John M. O'Quinn, P.C. v. Lexington Ins. Co.

Decision Date18 October 2018
Docket NumberNo. 16-20224,16-20224
Parties JOHN M. O'QUINN, P.C., doing business as O'Quinn & Laminack ; John M. O'Quinn & Associates, L.L.P., doing business as O'Quinn & Laminack ; John M. O'Quinn Law Firm, P.L.L.C.; O'Quinn & Laminack, Plaintiffs–Appellants, v. LEXINGTON INSURANCE COMPANY, Defendant–Appellee.
CourtU.S. Court of Appeals — Fifth Circuit

Daniel O. Goforth, Ryan David King, Avi Moshenberg, Goforth Law Firm, Houston, TX, Sharon S. McCally, McCally Law, P.C., Houston, TX, for Plaintiffs-Appellants.

Thomas Clark Wright, Michael Alan Choyke, Esq., Wright, Close & Barger, L.L.P., Houston, TX, Edward F. Kohnke, IV, Esq., Preis, P.L.C., New Orleans, LA, Frank Anthony Piccolo, I, Esq., Preis, P.L.C., Houston, TX, for Defendant-Appellee.

Before REAVLEY, OWEN, and SOUTHWICK, Circuit Judges.

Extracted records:
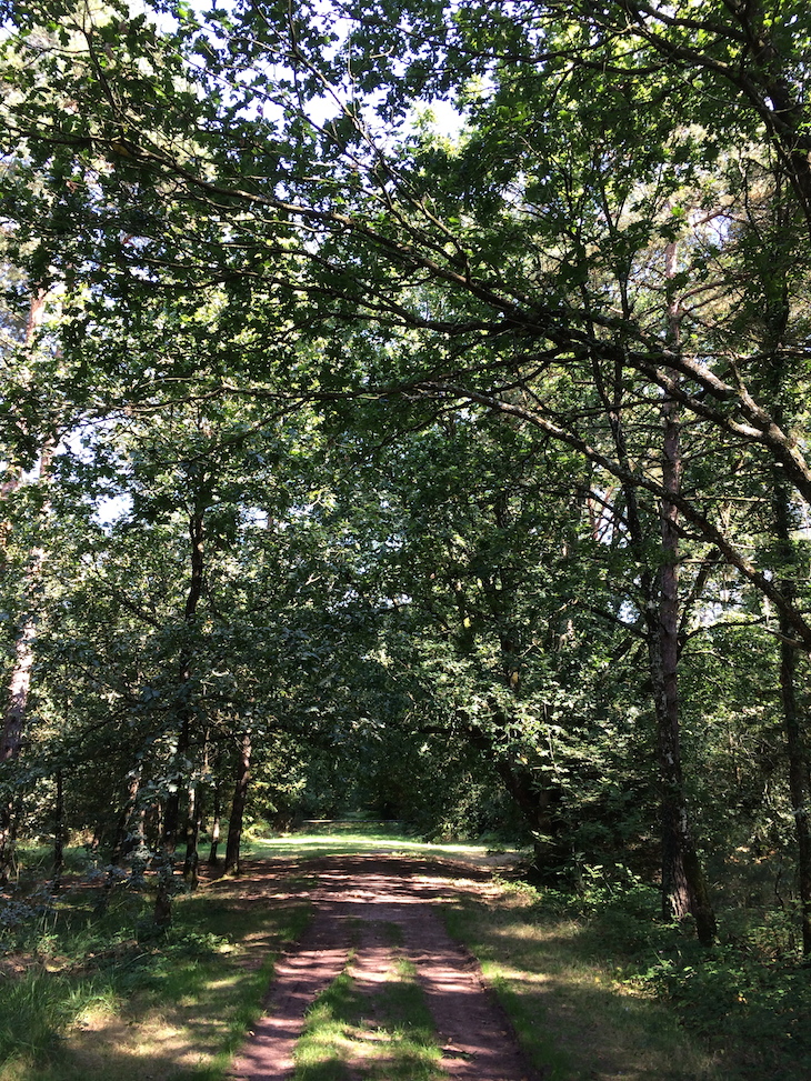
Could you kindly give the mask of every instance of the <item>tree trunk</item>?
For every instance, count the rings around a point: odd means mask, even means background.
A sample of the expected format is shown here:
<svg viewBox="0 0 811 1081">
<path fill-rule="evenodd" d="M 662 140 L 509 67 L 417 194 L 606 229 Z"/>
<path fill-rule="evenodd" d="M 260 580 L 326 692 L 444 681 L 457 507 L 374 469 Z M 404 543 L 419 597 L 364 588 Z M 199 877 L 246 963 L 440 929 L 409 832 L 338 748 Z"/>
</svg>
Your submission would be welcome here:
<svg viewBox="0 0 811 1081">
<path fill-rule="evenodd" d="M 209 867 L 217 867 L 219 860 L 217 858 L 217 850 L 220 847 L 220 815 L 222 813 L 222 807 L 220 803 L 221 798 L 221 787 L 220 780 L 218 778 L 214 783 L 214 807 L 212 811 L 211 821 L 211 848 L 209 849 Z"/>
<path fill-rule="evenodd" d="M 186 609 L 183 620 L 187 629 L 190 629 L 197 617 L 197 609 L 202 597 L 203 589 L 203 512 L 196 510 L 189 517 L 189 542 L 191 558 L 191 578 L 189 592 L 186 598 Z M 171 789 L 166 800 L 163 809 L 163 835 L 161 840 L 161 854 L 158 868 L 158 892 L 154 902 L 154 922 L 158 927 L 168 927 L 171 923 L 171 897 L 174 889 L 174 853 L 178 844 L 178 830 L 180 828 L 180 792 L 183 788 L 184 774 L 187 770 L 187 755 L 191 747 L 191 709 L 184 693 L 191 680 L 192 654 L 184 643 L 183 652 L 179 665 L 179 695 L 178 695 L 178 745 L 174 752 L 177 769 L 171 778 Z"/>
<path fill-rule="evenodd" d="M 59 893 L 64 868 L 64 781 L 57 770 L 57 799 L 53 807 L 53 892 Z"/>
<path fill-rule="evenodd" d="M 228 822 L 228 843 L 226 844 L 226 874 L 240 873 L 240 845 L 242 842 L 242 821 L 248 799 L 248 783 L 251 777 L 251 737 L 246 732 L 237 759 L 237 780 L 233 787 L 231 818 Z"/>
<path fill-rule="evenodd" d="M 200 821 L 202 814 L 202 800 L 198 785 L 189 785 L 189 799 L 186 815 L 186 860 L 183 861 L 183 880 L 193 890 L 198 883 L 198 871 L 200 865 L 200 854 L 198 852 L 198 840 L 200 838 Z"/>
<path fill-rule="evenodd" d="M 797 595 L 797 583 L 793 574 L 792 521 L 789 492 L 783 478 L 780 476 L 775 478 L 774 483 L 774 523 L 779 554 L 778 582 L 781 592 L 787 599 L 793 601 Z M 791 792 L 797 837 L 802 951 L 805 957 L 811 957 L 811 829 L 809 823 L 811 779 L 809 777 L 809 752 L 802 710 L 797 693 L 798 647 L 793 641 L 791 624 L 782 611 L 779 613 L 779 627 L 780 700 L 783 710 L 785 751 L 789 759 L 789 791 Z"/>
<path fill-rule="evenodd" d="M 665 277 L 675 274 L 675 244 L 665 252 Z M 668 338 L 679 348 L 678 303 L 668 301 Z M 668 399 L 662 406 L 662 487 L 674 497 L 681 488 L 682 452 L 679 407 Z M 660 507 L 662 565 L 659 574 L 659 610 L 649 609 L 648 648 L 659 735 L 662 822 L 662 905 L 664 914 L 681 920 L 692 915 L 699 941 L 715 938 L 715 917 L 701 861 L 693 840 L 681 765 L 679 715 L 679 511 L 669 500 Z"/>
</svg>

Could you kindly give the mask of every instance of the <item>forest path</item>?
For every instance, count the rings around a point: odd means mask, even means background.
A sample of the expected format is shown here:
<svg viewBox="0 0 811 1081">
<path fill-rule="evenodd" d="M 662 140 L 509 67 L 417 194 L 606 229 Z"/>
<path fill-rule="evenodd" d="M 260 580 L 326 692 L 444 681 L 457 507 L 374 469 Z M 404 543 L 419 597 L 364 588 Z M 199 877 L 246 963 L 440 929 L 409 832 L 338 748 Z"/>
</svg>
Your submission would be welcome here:
<svg viewBox="0 0 811 1081">
<path fill-rule="evenodd" d="M 293 1051 L 313 1000 L 344 970 L 374 1000 L 396 979 L 396 961 L 415 968 L 438 1033 L 442 1072 L 453 1081 L 538 1081 L 475 960 L 454 942 L 437 915 L 443 899 L 487 895 L 488 872 L 467 864 L 407 857 L 334 855 L 318 860 L 247 863 L 246 901 L 290 898 L 280 892 L 291 873 L 304 875 L 296 897 L 316 913 L 302 939 L 277 963 L 267 1014 L 234 1061 L 240 1081 L 288 1081 Z M 276 885 L 276 891 L 274 891 Z M 397 944 L 392 944 L 392 928 Z M 352 1067 L 362 1063 L 350 1063 Z M 377 1074 L 380 1077 L 380 1074 Z"/>
</svg>

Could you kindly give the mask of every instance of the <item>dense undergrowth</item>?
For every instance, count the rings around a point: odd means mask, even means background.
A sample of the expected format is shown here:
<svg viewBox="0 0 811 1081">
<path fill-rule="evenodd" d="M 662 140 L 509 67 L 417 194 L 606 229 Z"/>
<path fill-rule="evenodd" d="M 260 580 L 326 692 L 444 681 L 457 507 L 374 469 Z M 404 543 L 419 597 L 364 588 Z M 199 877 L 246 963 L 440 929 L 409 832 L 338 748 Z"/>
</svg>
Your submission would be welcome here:
<svg viewBox="0 0 811 1081">
<path fill-rule="evenodd" d="M 362 828 L 268 840 L 253 855 L 381 849 L 484 855 Z M 134 1081 L 146 1059 L 162 1081 L 221 1079 L 306 902 L 250 904 L 238 883 L 209 884 L 179 897 L 172 928 L 157 934 L 144 892 L 88 880 L 77 863 L 53 895 L 37 884 L 42 870 L 29 852 L 0 914 L 0 1081 Z M 306 862 L 288 873 L 307 874 Z M 790 912 L 730 908 L 703 950 L 689 927 L 661 921 L 654 889 L 615 868 L 583 871 L 577 892 L 503 881 L 443 911 L 550 1081 L 811 1077 L 811 970 Z M 346 1025 L 351 994 L 326 1008 Z"/>
<path fill-rule="evenodd" d="M 578 893 L 503 883 L 487 912 L 465 899 L 447 910 L 547 1075 L 613 1077 L 628 1060 L 633 1077 L 662 1081 L 811 1077 L 811 969 L 795 920 L 728 911 L 707 950 L 689 925 L 663 922 L 658 891 L 624 869 L 584 879 Z"/>
</svg>

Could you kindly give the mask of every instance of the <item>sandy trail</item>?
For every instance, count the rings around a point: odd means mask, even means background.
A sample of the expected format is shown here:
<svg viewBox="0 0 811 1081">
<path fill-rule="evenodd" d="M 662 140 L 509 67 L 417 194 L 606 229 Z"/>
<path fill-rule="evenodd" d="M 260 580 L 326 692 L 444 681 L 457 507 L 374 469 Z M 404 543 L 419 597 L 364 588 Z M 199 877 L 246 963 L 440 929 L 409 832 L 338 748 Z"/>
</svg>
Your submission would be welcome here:
<svg viewBox="0 0 811 1081">
<path fill-rule="evenodd" d="M 354 950 L 351 974 L 372 999 L 393 979 L 397 957 L 411 961 L 453 1081 L 537 1081 L 474 959 L 454 942 L 435 913 L 441 899 L 479 891 L 488 875 L 474 868 L 407 858 L 333 857 L 312 861 L 318 884 L 302 891 L 314 919 L 277 964 L 267 1014 L 234 1061 L 240 1081 L 288 1081 L 304 1014 Z M 461 879 L 464 882 L 461 882 Z M 383 929 L 399 928 L 394 948 Z"/>
</svg>

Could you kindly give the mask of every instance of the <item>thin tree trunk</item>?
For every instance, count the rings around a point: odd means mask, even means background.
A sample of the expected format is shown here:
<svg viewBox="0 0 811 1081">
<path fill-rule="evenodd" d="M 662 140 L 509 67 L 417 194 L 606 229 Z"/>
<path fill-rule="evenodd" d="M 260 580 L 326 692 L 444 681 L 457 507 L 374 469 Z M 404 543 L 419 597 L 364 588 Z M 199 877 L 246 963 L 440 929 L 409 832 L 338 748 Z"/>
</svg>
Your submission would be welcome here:
<svg viewBox="0 0 811 1081">
<path fill-rule="evenodd" d="M 183 862 L 183 880 L 193 890 L 198 884 L 200 854 L 198 840 L 200 838 L 200 821 L 202 817 L 202 800 L 199 785 L 189 785 L 189 798 L 186 815 L 186 860 Z"/>
<path fill-rule="evenodd" d="M 187 628 L 191 628 L 197 617 L 197 609 L 203 589 L 203 512 L 196 511 L 189 518 L 189 542 L 191 557 L 191 580 L 186 598 L 183 619 Z M 163 809 L 163 835 L 161 852 L 158 861 L 158 891 L 154 900 L 154 922 L 158 927 L 168 927 L 172 921 L 172 893 L 174 890 L 174 854 L 178 845 L 180 828 L 180 792 L 183 787 L 186 759 L 191 747 L 191 710 L 183 694 L 183 688 L 191 680 L 191 651 L 186 648 L 180 659 L 179 670 L 179 732 L 178 745 L 174 752 L 177 771 L 173 777 L 173 788 L 169 793 Z"/>
<path fill-rule="evenodd" d="M 665 252 L 665 276 L 675 274 L 675 244 Z M 680 343 L 677 301 L 668 301 L 668 338 L 672 349 Z M 662 487 L 674 497 L 681 489 L 682 451 L 679 407 L 672 399 L 662 406 Z M 681 920 L 692 915 L 699 941 L 710 945 L 715 938 L 715 917 L 707 881 L 690 829 L 687 792 L 681 765 L 679 710 L 679 511 L 663 499 L 660 508 L 662 567 L 659 575 L 659 612 L 649 620 L 649 655 L 661 771 L 662 903 L 665 915 Z"/>
<path fill-rule="evenodd" d="M 53 807 L 53 892 L 59 893 L 64 869 L 64 778 L 57 770 L 57 799 Z"/>
<path fill-rule="evenodd" d="M 779 585 L 789 599 L 797 595 L 794 581 L 794 552 L 791 543 L 791 513 L 789 493 L 781 477 L 774 483 L 774 522 L 778 541 Z M 800 891 L 800 921 L 802 927 L 802 951 L 811 957 L 811 779 L 809 778 L 809 752 L 805 741 L 802 710 L 797 692 L 798 647 L 793 641 L 791 624 L 781 611 L 780 627 L 780 699 L 783 710 L 783 731 L 785 751 L 789 759 L 789 791 L 794 818 L 797 837 L 797 871 Z"/>
<path fill-rule="evenodd" d="M 46 312 L 46 293 L 37 293 L 31 298 L 28 321 L 26 323 L 24 344 L 27 349 L 33 348 L 34 339 Z M 39 480 L 43 482 L 49 473 L 53 443 L 47 440 L 40 453 Z M 2 486 L 2 496 L 10 496 L 22 483 L 22 472 L 14 469 L 9 480 Z M 3 523 L 0 541 L 4 548 L 8 542 L 9 526 Z M 23 731 L 26 723 L 26 710 L 28 708 L 28 697 L 31 688 L 31 671 L 33 669 L 33 643 L 37 638 L 37 598 L 34 583 L 39 579 L 44 560 L 44 550 L 39 545 L 31 549 L 31 557 L 27 572 L 26 607 L 27 611 L 22 617 L 20 634 L 14 645 L 14 662 L 11 667 L 9 679 L 9 692 L 3 714 L 3 729 L 0 735 L 0 777 L 8 773 L 11 762 L 19 758 L 22 747 Z M 14 805 L 13 799 L 0 802 L 0 888 L 6 888 L 9 881 L 9 873 L 13 863 L 14 847 Z"/>
<path fill-rule="evenodd" d="M 212 821 L 211 821 L 211 848 L 209 849 L 209 867 L 217 867 L 219 860 L 217 858 L 217 850 L 220 847 L 220 815 L 222 814 L 221 805 L 221 785 L 219 778 L 214 783 L 214 807 L 212 810 Z"/>
<path fill-rule="evenodd" d="M 228 842 L 226 844 L 226 874 L 240 873 L 240 845 L 242 842 L 242 822 L 244 820 L 246 802 L 248 800 L 248 783 L 251 778 L 251 737 L 246 732 L 242 747 L 237 759 L 237 778 L 231 802 L 231 817 L 228 822 Z"/>
</svg>

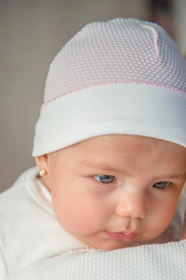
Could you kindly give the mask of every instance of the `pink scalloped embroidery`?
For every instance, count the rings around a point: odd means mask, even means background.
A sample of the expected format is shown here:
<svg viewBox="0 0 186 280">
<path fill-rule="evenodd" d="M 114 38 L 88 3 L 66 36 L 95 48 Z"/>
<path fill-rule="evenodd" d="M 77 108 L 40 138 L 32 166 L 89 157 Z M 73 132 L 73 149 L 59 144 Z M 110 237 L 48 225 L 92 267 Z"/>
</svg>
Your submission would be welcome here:
<svg viewBox="0 0 186 280">
<path fill-rule="evenodd" d="M 43 103 L 41 106 L 41 110 L 42 110 L 42 109 L 44 107 L 46 106 L 47 105 L 47 104 L 51 103 L 52 101 L 55 101 L 57 99 L 59 99 L 63 96 L 65 96 L 66 95 L 67 95 L 68 94 L 69 94 L 72 93 L 73 92 L 74 92 L 75 91 L 78 91 L 82 89 L 88 88 L 89 87 L 90 87 L 91 86 L 100 86 L 101 85 L 106 85 L 109 84 L 118 84 L 122 83 L 124 84 L 125 84 L 129 83 L 135 84 L 143 84 L 144 85 L 152 85 L 153 86 L 161 86 L 162 87 L 163 87 L 164 88 L 169 88 L 171 90 L 172 90 L 173 91 L 177 91 L 180 94 L 184 94 L 186 97 L 186 93 L 182 91 L 181 91 L 179 90 L 173 88 L 171 87 L 170 86 L 162 86 L 162 85 L 157 85 L 154 83 L 145 83 L 144 82 L 121 82 L 119 81 L 117 82 L 108 82 L 107 83 L 100 84 L 97 85 L 92 85 L 88 86 L 86 87 L 82 87 L 76 89 L 75 90 L 69 91 L 67 91 L 66 92 L 65 94 L 60 94 L 59 95 L 58 95 L 57 96 L 56 96 L 53 98 L 51 98 L 50 100 L 49 100 L 49 101 L 46 101 L 46 102 L 45 103 Z"/>
</svg>

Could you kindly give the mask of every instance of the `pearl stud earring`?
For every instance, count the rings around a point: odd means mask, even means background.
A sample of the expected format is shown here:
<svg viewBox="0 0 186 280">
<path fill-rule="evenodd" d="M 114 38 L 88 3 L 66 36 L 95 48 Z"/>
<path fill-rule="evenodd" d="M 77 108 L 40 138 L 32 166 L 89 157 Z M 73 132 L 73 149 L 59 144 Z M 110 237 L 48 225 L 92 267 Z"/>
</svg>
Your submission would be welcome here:
<svg viewBox="0 0 186 280">
<path fill-rule="evenodd" d="M 44 176 L 45 174 L 45 170 L 44 169 L 40 169 L 39 171 L 39 174 L 40 176 Z"/>
</svg>

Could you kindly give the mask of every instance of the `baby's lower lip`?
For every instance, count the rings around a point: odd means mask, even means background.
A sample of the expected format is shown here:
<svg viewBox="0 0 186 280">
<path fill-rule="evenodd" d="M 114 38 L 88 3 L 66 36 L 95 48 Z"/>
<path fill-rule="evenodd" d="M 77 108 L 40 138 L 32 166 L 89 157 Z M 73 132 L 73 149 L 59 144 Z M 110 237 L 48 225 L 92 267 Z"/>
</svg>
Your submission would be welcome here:
<svg viewBox="0 0 186 280">
<path fill-rule="evenodd" d="M 137 235 L 137 233 L 130 233 L 127 235 L 124 232 L 112 232 L 111 231 L 104 231 L 112 239 L 117 239 L 129 241 L 133 239 Z"/>
</svg>

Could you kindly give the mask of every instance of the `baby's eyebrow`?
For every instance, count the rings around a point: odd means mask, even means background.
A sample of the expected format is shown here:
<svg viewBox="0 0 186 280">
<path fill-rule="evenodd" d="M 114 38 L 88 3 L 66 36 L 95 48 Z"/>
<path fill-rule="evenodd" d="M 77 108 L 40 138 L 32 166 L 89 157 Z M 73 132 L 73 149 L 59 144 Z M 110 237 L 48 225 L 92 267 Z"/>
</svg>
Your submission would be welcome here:
<svg viewBox="0 0 186 280">
<path fill-rule="evenodd" d="M 87 166 L 88 167 L 92 168 L 99 168 L 104 170 L 107 170 L 108 171 L 120 171 L 124 173 L 123 170 L 119 170 L 117 169 L 113 168 L 109 165 L 102 163 L 90 162 L 86 161 L 83 161 L 79 163 L 81 165 L 84 166 Z M 180 174 L 176 174 L 173 175 L 170 174 L 163 175 L 161 177 L 158 177 L 156 178 L 156 180 L 161 180 L 162 178 L 168 178 L 169 179 L 177 179 L 179 180 L 184 180 L 186 179 L 186 172 L 184 173 Z"/>
<path fill-rule="evenodd" d="M 114 168 L 109 165 L 103 163 L 101 162 L 90 162 L 86 161 L 83 161 L 79 163 L 81 165 L 84 166 L 87 166 L 88 167 L 91 168 L 96 168 L 97 169 L 101 169 L 103 170 L 105 170 L 109 172 L 113 171 L 121 172 L 125 173 L 123 169 L 119 168 Z"/>
</svg>

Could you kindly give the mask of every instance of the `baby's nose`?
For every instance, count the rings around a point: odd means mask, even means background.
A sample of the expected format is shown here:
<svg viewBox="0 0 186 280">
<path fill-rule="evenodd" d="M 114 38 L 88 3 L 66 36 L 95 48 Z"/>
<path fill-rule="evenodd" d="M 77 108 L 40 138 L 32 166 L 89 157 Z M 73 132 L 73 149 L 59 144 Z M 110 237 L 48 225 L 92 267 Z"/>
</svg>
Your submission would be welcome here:
<svg viewBox="0 0 186 280">
<path fill-rule="evenodd" d="M 147 198 L 143 193 L 131 192 L 125 193 L 120 198 L 115 207 L 115 212 L 121 217 L 144 218 L 147 215 Z"/>
</svg>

Required work: Which circuit judges does the case header list for this appeal? These items have no connection to the case header.

Answer to this task: Reavley, Owen, and Southwick.